## Your task
Lines in the entries below where the word "region" shows up should each be copied.
------ Data provided
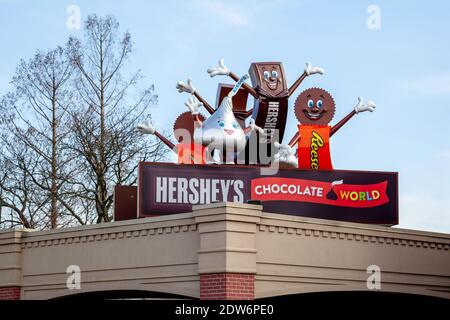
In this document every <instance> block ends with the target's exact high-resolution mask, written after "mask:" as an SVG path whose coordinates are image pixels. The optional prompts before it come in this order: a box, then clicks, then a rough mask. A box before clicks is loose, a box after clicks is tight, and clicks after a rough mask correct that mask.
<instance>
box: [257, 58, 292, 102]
mask: <svg viewBox="0 0 450 320" xmlns="http://www.w3.org/2000/svg"><path fill="white" fill-rule="evenodd" d="M249 74H250V77H251V79H252V84H253V87H260V88H261V89H263V90H264V91H266V92H269V93H270V94H272V95H277V94H279V93H281V92H282V91H284V90H286V89H287V85H286V79H285V76H284V70H283V65H282V64H281V62H255V63H252V64H251V66H250V69H249Z"/></svg>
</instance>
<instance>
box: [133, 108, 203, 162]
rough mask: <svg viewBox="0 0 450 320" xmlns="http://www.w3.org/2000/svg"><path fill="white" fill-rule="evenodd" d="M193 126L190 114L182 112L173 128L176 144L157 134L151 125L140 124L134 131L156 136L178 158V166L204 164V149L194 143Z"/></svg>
mask: <svg viewBox="0 0 450 320" xmlns="http://www.w3.org/2000/svg"><path fill="white" fill-rule="evenodd" d="M197 116H198V118H199V119H201V120H204V119H205V117H204V116H203V115H201V114H198V115H197ZM194 129H195V128H194V124H193V123H192V116H191V114H190V112H183V113H182V114H181V115H179V116H178V118H177V119H176V120H175V123H174V126H173V132H174V136H175V138H176V139H177V141H178V144H176V145H175V144H174V143H172V142H171V141H170V140H169V139H167V138H166V137H164V136H163V135H162V134H161V133H159V132H158V131H157V130H156V129H155V128H154V127H153V126H152V125H151V124H149V123H142V124H139V125H138V126H137V127H136V130H137V131H138V132H140V133H143V134H152V135H155V136H157V137H158V138H159V139H160V140H161V141H162V142H163V143H164V144H165V145H166V146H168V147H169V148H170V149H171V150H172V151H174V152H175V153H176V154H177V156H178V163H180V164H205V163H206V148H205V147H204V146H203V145H201V144H196V143H195V142H194V137H193V135H194Z"/></svg>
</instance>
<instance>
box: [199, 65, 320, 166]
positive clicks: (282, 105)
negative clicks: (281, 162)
mask: <svg viewBox="0 0 450 320" xmlns="http://www.w3.org/2000/svg"><path fill="white" fill-rule="evenodd" d="M207 72H208V73H209V75H210V76H211V77H214V76H216V75H228V76H229V77H230V78H232V79H233V80H235V81H238V79H239V78H238V76H237V75H236V74H234V73H233V72H232V71H230V69H228V68H227V67H226V66H225V65H224V60H223V59H220V61H219V65H218V66H217V67H211V68H209V69H208V70H207ZM315 73H320V74H323V73H324V70H323V69H322V68H318V67H313V66H312V65H311V63H309V62H308V63H307V64H306V68H305V70H304V72H303V74H302V75H301V76H300V77H299V78H298V79H297V80H296V81H295V82H294V84H293V85H292V86H291V87H290V88H288V86H287V82H286V76H285V72H284V69H283V65H282V63H281V62H255V63H252V64H251V66H250V69H249V74H250V77H251V80H252V86H253V87H251V86H249V85H248V84H244V85H243V88H244V90H246V91H247V92H248V93H250V94H251V95H252V96H253V97H254V98H255V101H254V106H253V108H252V109H250V110H248V111H247V113H246V114H244V115H243V117H244V118H246V117H249V116H250V115H252V117H253V119H255V123H256V125H257V126H260V127H261V128H263V130H264V134H262V135H261V136H260V137H259V139H258V154H259V153H260V151H259V150H260V149H261V147H264V148H265V150H267V153H268V154H267V160H269V159H270V155H271V154H272V150H271V143H273V142H274V141H282V139H283V136H284V130H285V126H286V119H287V113H288V99H289V97H290V96H291V95H292V94H293V93H294V91H295V90H296V89H297V88H298V86H299V85H300V84H301V83H302V81H303V80H304V79H305V78H306V77H307V76H310V75H312V74H315ZM246 156H247V158H246V163H248V162H257V163H260V162H261V159H260V157H259V156H258V157H257V159H253V160H251V159H248V156H249V152H246Z"/></svg>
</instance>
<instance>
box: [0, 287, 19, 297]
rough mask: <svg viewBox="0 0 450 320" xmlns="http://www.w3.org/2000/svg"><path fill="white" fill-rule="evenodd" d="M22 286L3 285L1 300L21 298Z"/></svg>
mask: <svg viewBox="0 0 450 320" xmlns="http://www.w3.org/2000/svg"><path fill="white" fill-rule="evenodd" d="M19 299H20V287H1V288H0V300H19Z"/></svg>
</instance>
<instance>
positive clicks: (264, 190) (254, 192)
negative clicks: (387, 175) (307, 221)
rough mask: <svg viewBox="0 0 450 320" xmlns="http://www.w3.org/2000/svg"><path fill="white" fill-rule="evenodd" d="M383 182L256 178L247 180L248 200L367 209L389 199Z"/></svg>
mask: <svg viewBox="0 0 450 320" xmlns="http://www.w3.org/2000/svg"><path fill="white" fill-rule="evenodd" d="M386 187H387V181H383V182H380V183H376V184H364V185H355V184H343V181H334V182H324V181H315V180H304V179H293V178H273V177H272V178H257V179H252V180H251V199H252V200H261V201H297V202H311V203H320V204H328V205H332V206H340V207H353V208H370V207H377V206H381V205H383V204H385V203H387V202H389V198H388V196H387V194H386Z"/></svg>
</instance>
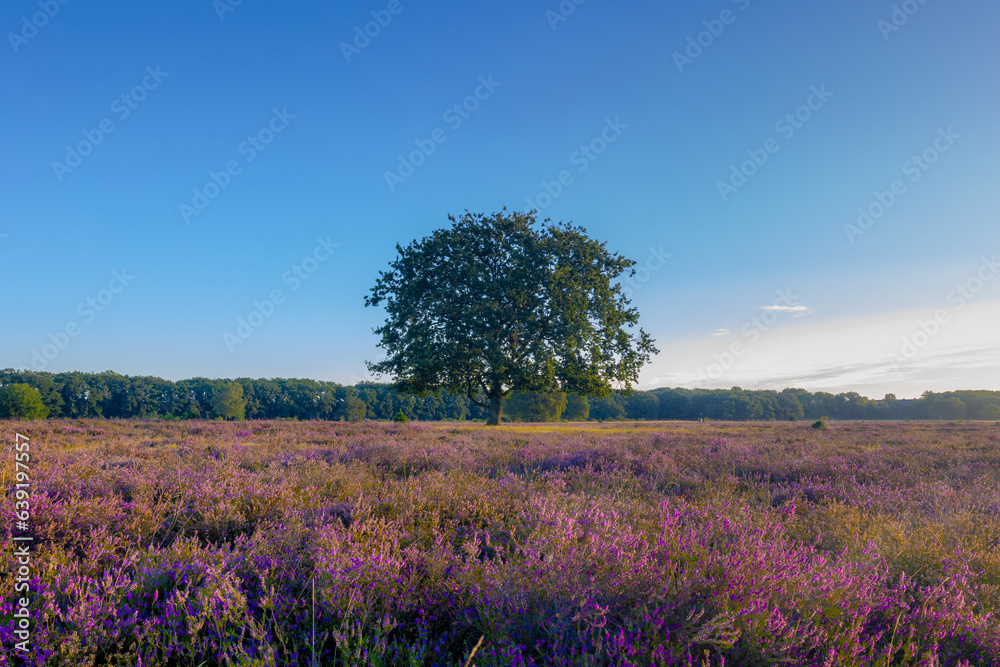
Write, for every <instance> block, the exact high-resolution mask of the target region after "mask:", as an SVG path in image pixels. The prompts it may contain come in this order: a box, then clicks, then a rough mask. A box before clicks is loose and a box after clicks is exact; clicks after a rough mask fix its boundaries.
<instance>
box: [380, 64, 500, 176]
mask: <svg viewBox="0 0 1000 667" xmlns="http://www.w3.org/2000/svg"><path fill="white" fill-rule="evenodd" d="M502 85H503V83H502V82H500V81H494V80H493V75H492V74H490V75H489V76H485V77H483V76H481V77H479V85H478V86H476V89H475V90H474V91H473V92H472V94H471V95H469V96H467V97H466V98H465V99H464V100H462V101H461V102H456V103H455V104H453V105H451V106H450V107H448V108H447V109H445V110H444V113H443V114H441V120H443V121H444V122H445V123H447V124H448V127H449V128H450V129H451V131H452V132H455V131H457V130H458V128H460V127H462V124H463V123H464V122H465V121H467V120H469V119H470V118H472V114H474V113H475V112H476V111H478V110H479V106H480V105H481V104H482V103H483V102H485V101H486V100H488V99H490V97H492V96H493V93H494V92H496V89H497V88H499V87H500V86H502ZM448 136H449V135H448V131H447V130H445V129H444V128H443V127H437V128H434V130H432V131H431V133H430V135H429V136H428V137H427V138H426V139H415V140H414V141H413V143H414V144H415V145H416V148H415V149H413V150H412V151H410V152H409V153H408V154H406V155H403V154H402V153H400V154H399V155H398V156H397V160H398V162H397V164H396V169H395V170H394V171H386V172H384V174H383V176H384V177H385V182H386V185H388V186H389V192H395V191H396V188H397V187H399V186H400V185H402V184H403V183H405V182H406V179H408V178H409V177H410V176H413V174H415V173H416V172H417V169H419V168H420V167H421V166H422V165H423V164H424V163H425V162H426V161H427V158H429V157H430V156H431V155H433V154H434V152H435V151H437V147H438V146H439V145H441V144H443V143H444V142H446V141H448Z"/></svg>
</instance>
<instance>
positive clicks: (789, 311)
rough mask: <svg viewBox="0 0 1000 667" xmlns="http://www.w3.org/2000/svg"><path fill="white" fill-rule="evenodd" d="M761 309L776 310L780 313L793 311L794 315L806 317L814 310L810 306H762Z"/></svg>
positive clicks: (789, 312)
mask: <svg viewBox="0 0 1000 667" xmlns="http://www.w3.org/2000/svg"><path fill="white" fill-rule="evenodd" d="M761 310H774V311H777V312H779V313H791V315H792V317H805V316H806V315H808V314H809V313H811V312H812V308H810V307H809V306H802V305H799V306H780V305H774V306H761Z"/></svg>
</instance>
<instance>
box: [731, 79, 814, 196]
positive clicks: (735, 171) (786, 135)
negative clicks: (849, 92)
mask: <svg viewBox="0 0 1000 667" xmlns="http://www.w3.org/2000/svg"><path fill="white" fill-rule="evenodd" d="M810 91H811V93H812V94H811V95H809V97H808V98H806V101H805V104H803V105H802V106H800V107H798V108H797V109H796V110H795V111H793V112H791V113H787V114H785V115H784V116H782V117H781V118H779V119H778V121H777V122H776V123H775V124H774V129H775V131H776V132H778V133H779V134H780V135H781V138H782V139H783V140H784V141H789V140H790V139H791V138H792V137H794V136H795V134H796V133H797V132H798V131H799V130H801V129H802V128H803V127H805V124H806V123H808V122H809V121H810V120H811V119H812V117H813V116H814V115H815V114H816V112H818V111H819V110H820V109H822V108H823V107H824V106H825V105H826V103H827V101H829V99H830V98H831V97H833V93H831V92H830V91H829V90H827V89H826V84H823V85H821V86H819V87H818V88H817V87H816V86H813V87H812V88H810ZM779 150H781V141H779V140H778V139H775V138H774V137H771V138H769V139H767V140H766V141H765V142H764V144H763V147H762V148H750V149H747V155H748V156H749V158H750V159H748V160H744V161H743V162H741V163H740V164H739V166H737V165H735V164H734V165H731V166H730V168H729V180H728V181H716V184H715V187H716V189H717V190H718V191H719V196H720V197H722V201H724V202H728V201H729V198H730V197H731V196H733V195H734V194H736V193H737V192H738V191H739V189H740V188H742V187H743V186H744V185H746V184H747V183H748V182H749V180H750V179H751V178H752V177H753V176H754V174H756V173H757V172H758V171H760V170H761V169H762V168H763V167H764V165H766V164H767V163H768V161H769V160H770V159H771V156H772V155H774V154H775V153H777V152H778V151H779Z"/></svg>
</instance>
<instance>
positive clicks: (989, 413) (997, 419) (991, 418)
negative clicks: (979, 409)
mask: <svg viewBox="0 0 1000 667" xmlns="http://www.w3.org/2000/svg"><path fill="white" fill-rule="evenodd" d="M979 418H980V419H988V420H990V421H997V420H1000V405H987V406H984V407H983V409H982V410H981V411H980V413H979Z"/></svg>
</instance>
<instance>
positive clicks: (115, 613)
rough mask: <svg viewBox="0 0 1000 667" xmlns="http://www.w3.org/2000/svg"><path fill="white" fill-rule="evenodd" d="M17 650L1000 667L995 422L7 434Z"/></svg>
mask: <svg viewBox="0 0 1000 667" xmlns="http://www.w3.org/2000/svg"><path fill="white" fill-rule="evenodd" d="M0 427H2V428H3V430H4V432H5V433H6V434H8V435H9V437H8V436H7V435H5V436H4V440H5V443H6V444H5V455H4V457H3V459H2V461H3V462H2V468H0V478H2V486H3V488H4V492H5V499H4V502H3V507H2V510H0V513H2V517H3V528H2V533H0V534H2V540H3V546H4V548H3V556H2V557H0V600H2V601H0V640H2V643H3V647H4V652H3V654H2V655H0V664H3V665H6V664H17V662H16V661H17V660H18V659H19V658H15V656H17V655H23V654H21V653H20V652H18V651H15V650H14V649H13V646H14V645H15V644H16V643H17V642H18V636H16V635H15V634H14V631H15V630H16V629H17V628H18V625H17V619H15V618H14V617H13V613H14V609H15V600H16V599H17V598H18V596H19V595H22V594H20V593H16V592H15V585H16V583H15V582H16V580H17V575H18V572H19V567H21V565H22V564H23V561H22V562H21V563H19V562H18V560H17V558H16V557H15V548H16V547H17V545H18V544H20V543H16V542H15V541H14V536H16V535H20V534H21V533H20V532H19V531H18V530H16V529H15V525H16V520H17V517H16V516H15V501H16V498H15V489H16V486H15V483H16V482H17V478H16V471H15V465H14V454H13V452H14V445H13V440H14V433H15V431H19V432H20V433H23V434H25V435H26V436H28V437H29V438H30V441H29V442H30V456H31V460H30V464H29V465H30V479H31V482H30V483H31V491H30V499H29V504H30V528H31V534H32V535H33V536H34V540H35V541H34V543H33V547H32V553H31V557H30V570H31V575H30V585H31V590H32V592H33V595H32V604H31V624H30V626H31V627H30V641H29V645H30V653H29V654H28V656H27V660H26V662H27V663H28V664H34V665H67V666H73V667H78V666H80V665H106V664H115V665H137V664H138V665H144V666H147V667H149V666H154V665H157V666H159V665H177V666H187V665H191V666H201V665H303V666H304V665H312V664H316V665H342V664H343V665H410V666H416V665H457V666H461V665H466V664H469V665H471V664H475V665H479V666H486V665H637V666H638V665H729V666H734V665H739V666H748V665H749V666H754V665H823V666H834V665H838V666H839V665H844V666H846V665H881V666H888V665H927V666H931V665H998V664H1000V425H998V424H994V423H933V424H932V423H836V424H833V425H831V426H830V428H829V429H826V430H816V429H812V428H810V426H809V424H804V423H762V424H743V423H738V424H737V423H649V422H643V423H637V424H632V423H627V424H613V425H612V424H592V423H588V424H554V425H523V426H522V425H514V426H505V427H501V428H495V429H486V428H483V427H481V426H475V425H468V424H462V423H445V424H428V423H410V424H384V423H373V422H362V423H338V422H239V423H222V422H184V423H174V422H159V421H149V422H142V421H115V422H101V421H51V422H36V423H20V424H19V423H16V422H0Z"/></svg>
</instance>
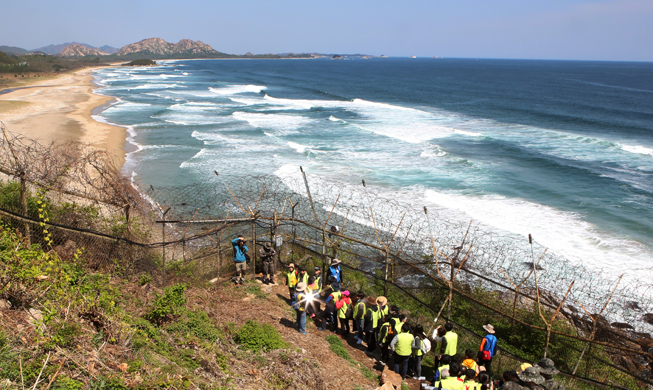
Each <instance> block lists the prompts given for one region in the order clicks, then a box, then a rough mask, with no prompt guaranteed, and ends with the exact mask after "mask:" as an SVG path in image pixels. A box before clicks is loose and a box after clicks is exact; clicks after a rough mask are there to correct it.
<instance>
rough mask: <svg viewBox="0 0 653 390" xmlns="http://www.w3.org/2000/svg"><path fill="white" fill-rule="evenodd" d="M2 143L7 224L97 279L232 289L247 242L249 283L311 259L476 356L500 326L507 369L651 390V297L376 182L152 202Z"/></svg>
mask: <svg viewBox="0 0 653 390" xmlns="http://www.w3.org/2000/svg"><path fill="white" fill-rule="evenodd" d="M2 131H3V139H2V140H1V143H0V153H1V155H0V173H1V174H3V175H5V179H6V181H4V183H3V184H2V185H3V187H4V191H3V193H4V194H9V195H4V197H5V199H2V208H1V209H0V215H1V216H2V219H3V220H5V223H8V224H11V225H13V226H15V227H16V228H17V229H18V230H19V231H20V232H21V234H22V235H23V236H24V237H25V238H26V239H27V240H28V241H30V242H33V243H37V244H40V245H42V246H43V247H47V248H50V249H52V250H55V251H56V252H57V253H59V255H60V256H61V257H63V258H66V257H69V256H72V255H73V253H74V251H75V250H77V249H80V248H85V249H86V250H85V253H86V254H87V257H88V261H89V262H90V265H91V266H95V267H98V268H100V267H102V268H109V269H117V268H125V267H128V268H129V269H130V270H132V271H137V272H148V273H150V274H152V275H153V276H155V277H156V278H157V279H158V281H159V283H160V284H161V285H164V286H165V285H167V284H168V283H169V282H170V281H169V280H167V278H168V276H167V275H168V274H169V272H167V271H168V269H169V268H170V267H177V268H179V267H183V266H185V265H188V264H192V265H193V266H194V267H193V269H194V270H195V271H196V272H199V273H200V275H195V276H200V277H203V278H204V279H206V280H208V279H211V278H215V277H218V278H227V277H229V276H230V275H231V274H232V273H233V271H234V267H233V261H231V243H230V240H231V239H233V238H234V237H236V236H237V235H243V236H245V237H247V239H248V242H249V243H250V245H251V246H252V247H251V248H250V252H251V253H252V254H253V256H252V258H253V264H254V267H251V270H250V271H249V272H252V273H256V267H257V265H260V262H259V261H258V259H257V252H258V251H257V245H261V244H262V243H263V242H266V241H271V242H273V243H274V244H275V245H276V246H277V252H278V253H279V257H278V260H279V261H281V262H289V261H295V262H298V261H299V262H301V261H306V259H307V256H303V257H301V258H300V254H302V255H304V254H310V255H311V256H312V257H313V258H316V259H319V261H320V263H321V264H322V265H323V266H328V263H329V261H330V259H332V258H335V257H337V258H340V259H341V260H342V261H343V264H344V265H345V266H346V267H349V268H350V269H351V270H352V272H358V273H362V274H364V275H365V276H366V277H367V278H368V279H369V280H370V281H371V282H372V283H373V285H375V286H376V288H377V291H378V293H379V294H381V293H382V294H384V295H386V296H390V297H391V296H393V294H394V296H398V295H396V294H400V295H402V296H404V297H408V298H410V299H411V300H413V301H414V302H417V303H418V306H421V307H423V311H422V316H421V317H420V316H419V314H418V315H417V317H418V319H422V318H423V319H424V320H423V323H425V324H427V325H430V323H432V322H431V320H429V319H427V317H428V316H426V315H425V314H424V313H425V312H427V311H430V312H431V318H432V317H435V316H436V315H437V314H438V313H439V312H442V313H443V315H442V316H441V319H440V320H442V319H446V320H450V321H453V322H455V323H457V324H458V325H459V326H460V329H461V330H463V332H464V333H465V334H466V337H467V342H468V343H469V344H470V345H472V344H474V345H478V342H479V341H480V338H481V335H480V334H478V333H477V332H478V331H479V330H480V326H481V325H482V324H483V323H493V324H495V329H497V334H498V335H499V336H500V337H499V338H500V340H505V341H506V342H507V343H506V346H502V347H503V348H502V349H503V355H502V357H500V358H499V359H503V356H505V357H506V358H508V357H509V358H510V359H512V360H513V361H520V360H528V361H534V360H539V359H540V358H542V357H545V356H546V357H550V358H552V359H554V360H555V361H556V362H557V363H558V365H559V368H560V369H561V370H562V371H563V372H564V373H565V374H566V375H569V376H570V377H573V378H576V379H578V380H583V381H587V382H591V383H594V384H597V385H598V384H602V385H607V386H613V387H617V388H626V387H624V385H629V384H630V386H632V383H639V384H644V383H645V384H649V385H650V384H652V383H653V382H652V381H651V376H650V366H649V364H650V363H651V361H652V357H651V355H650V354H648V353H647V351H648V348H650V347H651V346H653V342H651V339H650V335H649V334H648V333H647V332H649V331H650V329H649V328H647V325H646V323H645V322H643V321H642V316H643V315H644V314H645V313H649V312H653V302H652V301H653V300H652V298H651V294H652V292H651V284H650V283H647V282H646V281H637V280H633V279H628V280H623V279H621V278H615V277H611V275H606V274H603V273H602V272H598V271H594V270H592V271H590V270H588V269H586V268H584V267H582V266H580V265H575V264H573V263H572V262H570V261H568V260H567V259H565V258H563V257H562V256H560V255H557V254H555V253H552V252H551V251H548V250H547V249H546V248H544V247H542V246H541V245H539V244H537V242H536V241H535V240H532V238H531V237H530V236H529V240H525V239H524V240H522V241H523V242H522V241H519V240H516V239H514V238H510V237H498V236H496V234H492V233H490V232H487V231H485V230H484V229H483V228H482V227H481V226H480V225H478V224H476V223H474V222H469V223H461V222H459V221H452V220H447V219H446V218H444V217H441V216H439V215H438V213H437V212H436V211H434V210H428V209H426V208H421V209H418V208H410V207H406V206H405V205H402V204H401V203H400V202H399V201H398V200H396V199H387V198H385V197H384V196H383V195H382V194H381V193H380V192H379V191H377V190H376V189H375V188H373V187H371V186H368V185H367V184H366V183H365V181H361V183H360V184H359V185H353V184H351V183H341V182H332V181H325V180H323V179H321V178H319V177H309V175H307V174H306V173H305V172H304V171H303V170H300V172H297V174H296V175H294V176H286V177H283V178H279V177H272V176H238V177H235V176H225V175H221V174H220V173H219V172H214V173H213V174H212V175H211V178H210V179H209V178H207V180H205V181H203V182H202V183H197V184H194V185H189V186H184V187H156V188H155V187H153V186H149V185H147V184H146V183H132V182H130V181H128V180H126V179H125V178H123V177H122V176H121V175H120V174H119V173H118V170H117V169H116V168H115V166H114V165H113V162H112V160H111V157H110V156H109V155H108V154H106V153H105V152H103V151H100V150H96V149H93V148H92V147H89V146H87V145H79V144H72V143H70V144H66V145H47V146H42V145H39V144H38V143H36V142H33V141H31V140H28V139H25V138H20V137H16V136H14V135H12V134H10V133H8V132H6V130H5V129H4V127H3V129H2ZM10 195H11V196H10ZM47 233H49V234H47ZM48 237H49V238H48ZM48 239H49V240H50V241H48ZM252 249H254V250H252ZM515 335H527V336H528V337H525V336H524V337H523V338H522V339H521V340H519V339H515V337H516V336H515ZM464 340H465V338H464V337H463V344H464ZM501 361H502V360H499V366H501ZM504 364H507V363H504Z"/></svg>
------------
## Answer to this task
Write, for every <instance> block, the exact high-resolution mask of the target region after "mask:", as an SVG path in image pixels. The prompts it may contain come in this order: a box, then clicks, then a rough mask. A box before clicks is loose and a box after clicks is exact; clicks after a rough mask fix its boundaries.
Each <instance> block lists the prompts given for one region in the order clicks, then a box, then a rough mask, with no prompt guaranteed, and ends with the exact mask after "mask:" as an SVG path in image pixels. A box before clicks is loose and a box after clicks is exact; clicks after a rough mask are there to correct it.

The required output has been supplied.